** Begin Given text **
The Indian’s Limes: The Pantanal by boat

Lapping rhythmically, but delicately against the side of the boat causing a perfect ripple to bounce back; an almost unnoticeable swell, causing us to bob gently. Low to the water, we had an animal’s perspective of the river, and though we silently patrolled the water’s edge, our view was regularly blocked by tall reeds and grasses, providing dense cover to anything that might need it. As I plunged my oar into the water, enjoying the smooth resistance it received, before satisfyingly propelling us along, this was perhaps the most sensory way of exploring the Pantanal. Only Ethan and I were in the canoe, with one another tourist somewhere along the same stretch of river, and our safety boat so far out of the way we barely ever saw him. As the sun gently fried my bare knees, and dazzled my eyes as it danced off the glistening ripples, I was utterly relaxed. In all honesty, despite our intimacy with the river, we had not seen an awful lot since we had been here. Unable to move quickly, anything that rustled squawked or barked had long gone by the time we reached it, and the foliage on the river bank was thick. However, this was an opportunity to marvel at the creatures that I may have otherwise overlooked. Dazzling kingfishers, three species of them, arrowed across the river. Some were large and clumsy, others were a dashing emerald green, others the more familiar royal blue. All were beautiful. Tall, graceful herons would strut into view, occasionally taking to the air, the modern day pterodactyls. Smaller, more bullish, tiger bitterns, aptly named for their striped camouflage would give us a mini heart attack as they would suddenly explode from the undergrowth when we unknowingly got too close. And of course, there were caiman.
** End Given text **
** Begin Data records **
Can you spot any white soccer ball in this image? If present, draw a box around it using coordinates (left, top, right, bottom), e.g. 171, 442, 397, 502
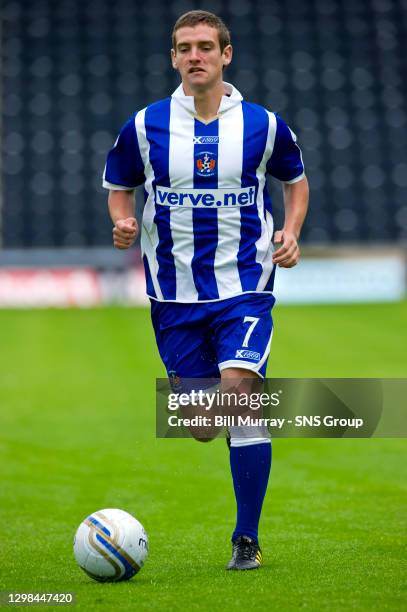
73, 508, 148, 582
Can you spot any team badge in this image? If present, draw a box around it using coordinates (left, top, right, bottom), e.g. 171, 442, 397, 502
195, 151, 216, 176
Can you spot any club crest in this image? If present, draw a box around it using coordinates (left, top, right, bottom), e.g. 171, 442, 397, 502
195, 151, 216, 176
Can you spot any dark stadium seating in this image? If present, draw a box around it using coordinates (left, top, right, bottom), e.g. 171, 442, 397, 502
1, 0, 407, 248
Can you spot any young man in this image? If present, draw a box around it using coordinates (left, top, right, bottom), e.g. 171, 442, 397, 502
103, 11, 308, 570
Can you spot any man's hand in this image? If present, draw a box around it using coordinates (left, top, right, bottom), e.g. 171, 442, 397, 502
273, 230, 300, 268
113, 217, 138, 249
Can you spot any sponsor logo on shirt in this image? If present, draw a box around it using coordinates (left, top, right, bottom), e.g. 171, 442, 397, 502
155, 185, 256, 208
195, 151, 216, 177
235, 349, 260, 361
194, 136, 219, 144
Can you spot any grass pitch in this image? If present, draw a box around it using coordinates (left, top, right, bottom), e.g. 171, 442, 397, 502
0, 303, 407, 611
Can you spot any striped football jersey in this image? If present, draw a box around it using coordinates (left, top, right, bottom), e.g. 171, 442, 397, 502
103, 83, 304, 302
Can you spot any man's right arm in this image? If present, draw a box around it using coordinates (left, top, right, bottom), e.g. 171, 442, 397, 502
108, 189, 139, 249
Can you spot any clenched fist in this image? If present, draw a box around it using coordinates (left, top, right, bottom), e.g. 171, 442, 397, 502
113, 217, 138, 249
** End Data records **
= To be done =
How many species of kingfisher does the Pantanal canoe passage say arrowed across the river?

= Completed exercise =
Three species.